Put every line of the listing, from its first line through the line containing "[45, 34, 162, 245]", both included, into a JSON list of strings with one string per line. Leave out blank lines.
___ Provided records
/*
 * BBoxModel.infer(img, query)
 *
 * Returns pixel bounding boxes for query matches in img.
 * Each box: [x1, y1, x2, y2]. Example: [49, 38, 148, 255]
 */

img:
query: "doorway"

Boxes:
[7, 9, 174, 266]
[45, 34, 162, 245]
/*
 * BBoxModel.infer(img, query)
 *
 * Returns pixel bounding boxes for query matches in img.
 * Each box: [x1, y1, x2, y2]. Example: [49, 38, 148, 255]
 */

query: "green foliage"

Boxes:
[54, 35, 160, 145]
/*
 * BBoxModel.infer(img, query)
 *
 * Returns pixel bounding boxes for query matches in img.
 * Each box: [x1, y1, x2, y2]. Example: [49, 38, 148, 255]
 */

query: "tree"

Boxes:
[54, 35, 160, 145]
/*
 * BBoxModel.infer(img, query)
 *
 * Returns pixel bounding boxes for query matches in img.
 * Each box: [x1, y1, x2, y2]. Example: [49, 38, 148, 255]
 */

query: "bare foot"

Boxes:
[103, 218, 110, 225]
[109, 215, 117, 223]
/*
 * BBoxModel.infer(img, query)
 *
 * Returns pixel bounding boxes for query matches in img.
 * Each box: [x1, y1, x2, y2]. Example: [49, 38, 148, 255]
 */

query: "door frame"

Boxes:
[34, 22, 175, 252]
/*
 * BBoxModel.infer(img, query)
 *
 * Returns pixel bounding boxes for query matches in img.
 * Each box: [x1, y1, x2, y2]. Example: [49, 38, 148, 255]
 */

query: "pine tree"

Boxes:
______
*Right answer*.
[
  "/*",
  " * BBoxModel.infer(img, query)",
  " *",
  " * Returns pixel bounding boxes for query matches in img.",
  " * Each box: [x1, y1, x2, y2]. Example: [49, 38, 148, 255]",
  " */",
  "img:",
  "query: \"doorway\"",
  "Boxes:",
  "[7, 9, 174, 266]",
  "[45, 34, 162, 245]"
]